Restate the entries word for word and skip every image.

-=-=-=-=-

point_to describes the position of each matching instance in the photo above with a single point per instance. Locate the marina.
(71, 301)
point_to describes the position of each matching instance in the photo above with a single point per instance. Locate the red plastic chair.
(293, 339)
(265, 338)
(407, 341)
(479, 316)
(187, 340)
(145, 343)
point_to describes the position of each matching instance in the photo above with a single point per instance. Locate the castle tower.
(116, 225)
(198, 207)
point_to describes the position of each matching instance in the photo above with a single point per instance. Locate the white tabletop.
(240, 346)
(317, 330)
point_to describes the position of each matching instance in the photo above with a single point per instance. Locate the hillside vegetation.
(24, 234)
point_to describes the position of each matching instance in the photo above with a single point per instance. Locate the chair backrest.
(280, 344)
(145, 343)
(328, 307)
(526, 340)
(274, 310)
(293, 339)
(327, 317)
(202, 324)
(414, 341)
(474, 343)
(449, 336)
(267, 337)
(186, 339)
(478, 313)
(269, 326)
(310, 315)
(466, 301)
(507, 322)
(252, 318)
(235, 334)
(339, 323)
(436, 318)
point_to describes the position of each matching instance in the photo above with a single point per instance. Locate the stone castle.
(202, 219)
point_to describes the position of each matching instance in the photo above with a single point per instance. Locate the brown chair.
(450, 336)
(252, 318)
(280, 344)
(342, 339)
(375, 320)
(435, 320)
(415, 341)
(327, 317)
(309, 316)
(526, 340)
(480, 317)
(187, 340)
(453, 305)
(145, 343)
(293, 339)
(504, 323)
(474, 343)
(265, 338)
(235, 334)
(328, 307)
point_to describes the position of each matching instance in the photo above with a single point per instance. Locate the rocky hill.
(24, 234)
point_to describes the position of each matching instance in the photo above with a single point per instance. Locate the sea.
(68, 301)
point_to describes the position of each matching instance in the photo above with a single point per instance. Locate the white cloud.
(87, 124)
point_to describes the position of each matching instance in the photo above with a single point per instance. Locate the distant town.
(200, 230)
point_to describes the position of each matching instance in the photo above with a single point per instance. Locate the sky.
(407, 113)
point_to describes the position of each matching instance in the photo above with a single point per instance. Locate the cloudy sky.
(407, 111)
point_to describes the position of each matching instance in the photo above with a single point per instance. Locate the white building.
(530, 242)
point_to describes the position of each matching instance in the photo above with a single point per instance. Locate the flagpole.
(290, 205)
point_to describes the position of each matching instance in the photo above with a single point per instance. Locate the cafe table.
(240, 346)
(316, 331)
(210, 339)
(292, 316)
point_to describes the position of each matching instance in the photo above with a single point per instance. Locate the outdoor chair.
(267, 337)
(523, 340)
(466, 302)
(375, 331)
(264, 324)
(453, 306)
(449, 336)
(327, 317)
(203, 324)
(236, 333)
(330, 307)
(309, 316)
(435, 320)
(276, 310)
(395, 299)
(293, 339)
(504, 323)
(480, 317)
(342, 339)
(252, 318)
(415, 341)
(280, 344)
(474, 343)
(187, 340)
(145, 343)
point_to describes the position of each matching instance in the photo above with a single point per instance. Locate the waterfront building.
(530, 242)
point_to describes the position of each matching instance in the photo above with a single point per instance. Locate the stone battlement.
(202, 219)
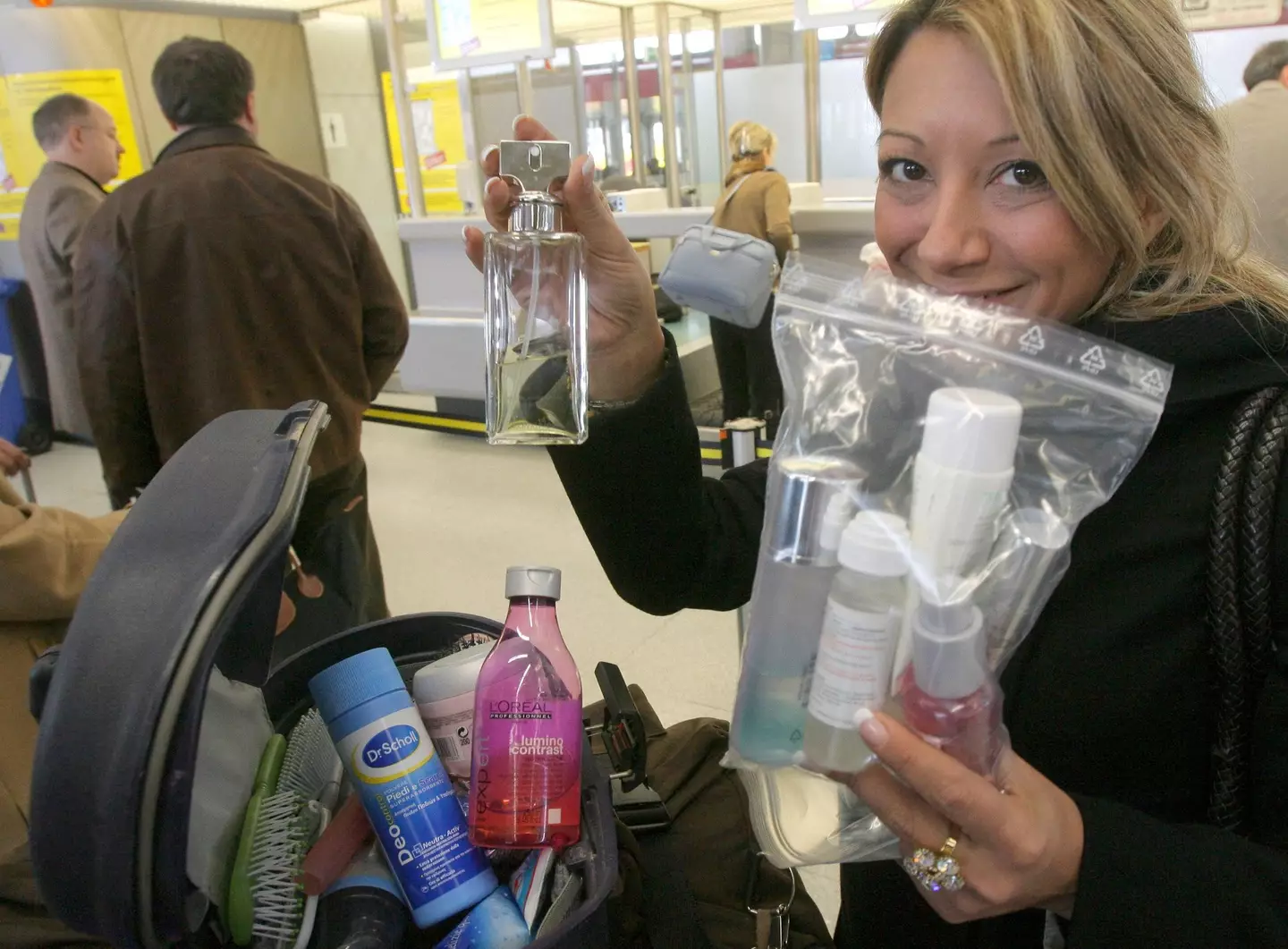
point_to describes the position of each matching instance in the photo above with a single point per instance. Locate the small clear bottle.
(860, 632)
(810, 500)
(535, 308)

-=-=-=-=-

* _Your solution_:
point_to describes the position of each matching instance in the photo above with a single point per instance. Locate the marina.
(71, 301)
point_to describes the position of each matching instance in the photo above with a single point per instance. Locate the red plastic chair.
(293, 339)
(265, 338)
(407, 341)
(479, 316)
(187, 340)
(145, 343)
point_to describes the position of each matching instance in the photo above with a single point per instance. Locate the castle tower.
(116, 225)
(198, 207)
point_to describes the position of each matching instance in the photo above with a single point per instance. Locate the white tabletop.
(240, 346)
(317, 330)
point_to describes the position of each matching instance in the photo above with a single point per instance. Locate the hillside vegetation.
(24, 234)
point_to describes the position of each matching instance in the photo above with a single point per instance. Locate the chair backrest.
(280, 344)
(145, 343)
(328, 307)
(526, 340)
(274, 310)
(293, 339)
(327, 317)
(202, 324)
(414, 341)
(474, 343)
(449, 336)
(267, 337)
(186, 339)
(478, 313)
(269, 326)
(310, 315)
(466, 301)
(507, 322)
(252, 318)
(235, 334)
(339, 323)
(436, 318)
point_to describes the position of each matching instance in the photo above with a single point per instance. Locate the stone castle.
(202, 219)
point_to describes the position of each matching instance in the photo above with a single point per instance. Locate the brown chair.
(450, 336)
(252, 318)
(280, 344)
(342, 339)
(375, 320)
(435, 320)
(415, 341)
(327, 317)
(309, 316)
(526, 340)
(480, 317)
(187, 340)
(453, 305)
(145, 343)
(293, 339)
(504, 323)
(474, 343)
(265, 338)
(235, 334)
(328, 307)
point_to describes the position of each matching instance in the photo above with a single point per instance. Locate the rocky hill.
(24, 234)
point_to describes the position of each matching instance in the photo above with a single point per instance. Locate the sea.
(68, 301)
point_to describes the position of each matching instance in the photo above with a single point per instance. Locate the white cloud.
(87, 124)
point_to describes the position of each matching instance in the photo above with a single point per instance. Locate the distant town.
(200, 230)
point_to describes the position of each matching instance in the photo above with a single point per instance. Locate the sky.
(407, 113)
point_to describes the position of each matching instance in the photo above with a single point per instance. Locate the cloudy sky.
(407, 111)
point_to describes the position of each matching instance in the photo above with a single point per instance. Locate the white building.
(530, 242)
point_to describes the position of each matching instance in the photo above with a single point per instance. Locate the flagpole.
(290, 205)
point_to describes the position of each matching instance in the photo above with a single point per instance. Locate the cafe table.
(240, 346)
(316, 331)
(210, 339)
(292, 316)
point_to describes the position of each matching instance in the photo above with a single point per instance. Locate the outdoor chair.
(267, 337)
(523, 340)
(466, 302)
(375, 331)
(264, 324)
(453, 306)
(449, 336)
(327, 317)
(203, 324)
(236, 333)
(330, 307)
(309, 316)
(435, 320)
(276, 310)
(395, 299)
(293, 339)
(504, 323)
(480, 317)
(342, 339)
(252, 318)
(415, 341)
(280, 344)
(474, 343)
(187, 340)
(145, 343)
point_to describes the position of each matching instance in the photo above with a single point per instance. Locate the waterfront building.
(530, 242)
point_to describes the position of each matching instance in the photo above with a single point per instance. Locate the stone battlement.
(202, 219)
point_to describes the position of each matching instance in the photo above with a single point per instance. Locate the small clear bottle.
(860, 632)
(810, 500)
(535, 308)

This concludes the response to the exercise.